- INSTRUCTIONS TO FOLLOW -
Each record below should appear again exactly as written.

------------------------------------------------

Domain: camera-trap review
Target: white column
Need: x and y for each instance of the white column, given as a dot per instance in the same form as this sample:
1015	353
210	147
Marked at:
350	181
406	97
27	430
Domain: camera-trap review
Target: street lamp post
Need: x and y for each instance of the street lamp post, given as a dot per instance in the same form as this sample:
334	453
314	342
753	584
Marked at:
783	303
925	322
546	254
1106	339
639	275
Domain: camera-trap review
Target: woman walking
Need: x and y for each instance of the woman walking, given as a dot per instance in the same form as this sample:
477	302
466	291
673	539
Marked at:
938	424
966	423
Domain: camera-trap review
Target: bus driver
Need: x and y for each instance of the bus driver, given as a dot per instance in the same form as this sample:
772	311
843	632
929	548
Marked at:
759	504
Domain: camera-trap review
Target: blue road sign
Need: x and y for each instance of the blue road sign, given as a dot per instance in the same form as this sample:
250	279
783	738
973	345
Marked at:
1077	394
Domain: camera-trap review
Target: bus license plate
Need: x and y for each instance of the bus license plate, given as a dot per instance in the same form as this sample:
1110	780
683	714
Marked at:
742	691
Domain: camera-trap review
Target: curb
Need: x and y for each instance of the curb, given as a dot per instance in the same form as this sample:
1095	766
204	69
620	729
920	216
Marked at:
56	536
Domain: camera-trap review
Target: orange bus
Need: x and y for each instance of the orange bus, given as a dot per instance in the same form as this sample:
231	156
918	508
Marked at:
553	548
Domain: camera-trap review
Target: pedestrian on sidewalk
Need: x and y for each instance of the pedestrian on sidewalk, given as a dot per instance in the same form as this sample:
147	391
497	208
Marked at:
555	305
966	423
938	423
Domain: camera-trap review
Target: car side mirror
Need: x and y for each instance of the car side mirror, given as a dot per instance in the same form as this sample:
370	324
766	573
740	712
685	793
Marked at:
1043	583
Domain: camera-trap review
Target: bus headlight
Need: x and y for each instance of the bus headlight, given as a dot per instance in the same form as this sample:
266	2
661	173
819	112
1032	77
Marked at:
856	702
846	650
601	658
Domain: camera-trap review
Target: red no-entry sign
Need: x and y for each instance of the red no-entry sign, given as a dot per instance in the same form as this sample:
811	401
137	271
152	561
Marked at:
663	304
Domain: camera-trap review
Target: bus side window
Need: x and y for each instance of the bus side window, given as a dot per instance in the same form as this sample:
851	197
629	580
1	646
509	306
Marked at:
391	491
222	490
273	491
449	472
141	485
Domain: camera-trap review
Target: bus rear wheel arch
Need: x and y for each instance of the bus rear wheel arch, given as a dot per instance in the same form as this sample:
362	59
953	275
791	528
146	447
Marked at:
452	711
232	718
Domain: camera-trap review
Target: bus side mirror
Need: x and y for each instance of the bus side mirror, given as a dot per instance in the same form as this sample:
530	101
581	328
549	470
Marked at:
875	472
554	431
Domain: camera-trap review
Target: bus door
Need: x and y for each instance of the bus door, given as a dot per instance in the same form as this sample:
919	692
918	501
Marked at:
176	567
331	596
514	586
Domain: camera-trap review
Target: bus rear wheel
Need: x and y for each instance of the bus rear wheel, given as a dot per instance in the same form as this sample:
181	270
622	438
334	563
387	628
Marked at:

------------------------------------------------

- WRITTEN ANSWER -
Domain: camera-trap review
Target: white column
Need: x and y for each instance of the white column, given as a dot per instance in the same form as this sample:
1015	353
210	147
Marked at:
350	181
406	97
27	430
Domain: camera-trap review
Target: street lamp post
Need: x and y for each instance of the street lamp post, given as a dot per instance in the same form as this sample:
334	453
314	342
753	584
Marked at:
783	303
925	322
546	254
1106	339
639	275
Domain: camera-trap review
Target: woman walking
Need: x and y for each instance of the woman walking, given as a dot per instance in the same form as this sample:
477	302
466	291
673	539
Marked at:
938	424
966	423
Domain: camera-trap review
Target: bus driver
Need: x and y for each instance of the bus driver, given as a dot per instance in the same form as this sample:
772	311
843	632
929	548
Marked at:
759	504
Domain: camera-trap review
Target: blue road sign
Need: x and y for each instance of the blue road sign, given as a dot per instance in the same form as this sample:
250	279
783	738
973	345
Marked at:
1077	394
Domain: camera-trap review
Target: bus license plate
Need: x and y for each instance of the bus license plate, given as a dot per instance in the same form as this sample:
1110	780
683	714
Marked at:
742	691
Domain: camera-trap review
Target: curb
Need: x and y for each instance of the curb, given as a dot per instance in the same form as this sample:
1095	766
204	69
620	729
920	216
Marked at:
56	536
Domain: camera-trap review
Target: orange bus
Need: x and y for each instance of the orange bus, given as a dot per instance in the same form as this sample:
231	156
918	508
Marked at:
553	548
Domain: camera-trap review
Target: pedestrian on sidewalk
Need: x and y for each instance of the pedestrian on sidewalk, given as a dot per instance in the same form as this sample:
147	391
497	208
Marked at:
555	305
966	423
938	423
Domain: camera-trap review
Target: car side mirror
Need: x and y for each instance of the car side mirror, given as a dot per instance in the same form as this sample:
370	324
766	573
740	712
685	793
Marked at:
1043	583
Domain: camera-trap review
Target: bus headlight
Need: x and y for each instance of the bus headlight, given as a dot per instance in the same form as this sample:
266	2
661	173
819	112
1032	77
Marked at:
856	702
846	650
601	658
Domain: camera-trap review
Target: red no-entry sign
Need: x and y for each instance of the red no-entry sign, given as a dot per instance in the same form as this sample:
811	401
137	271
152	561
Marked at:
663	304
Domain: camera-trap review
Target: bus side window
Need: x and y for each instance of the bus side window, given as a dot per instance in the same form as this sample:
851	197
629	580
1	646
509	306
Marked at:
391	491
222	490
273	491
449	472
141	485
Domain: camera-trap review
Target: bus rear wheel arch
Need: x and y for each instance of the bus rear wheel arch, given as a dot per instance in the same form as this sample:
362	59
953	275
791	528
146	447
Marked at:
452	711
232	718
Domain: camera-trap review
Target: bus side mirror
Need: x and y for each instance of the bus side mirror, given as a dot per instance in the same form as this sample:
530	101
581	328
549	470
Marked at:
875	472
554	431
Domain: camera-trap review
Target: bus door
Need: x and y for each instance of the bus door, given as a dot per instance in the same form as this sample:
919	692
918	501
Marked at:
176	567
331	596
514	586
Domain: camera-trap review
Target: bus rear wheel
Need: x and y for each instance of the bus rear wheel, given as a dot per instance in the same form as this sample:
181	270
622	438
334	563
387	628
Marked at:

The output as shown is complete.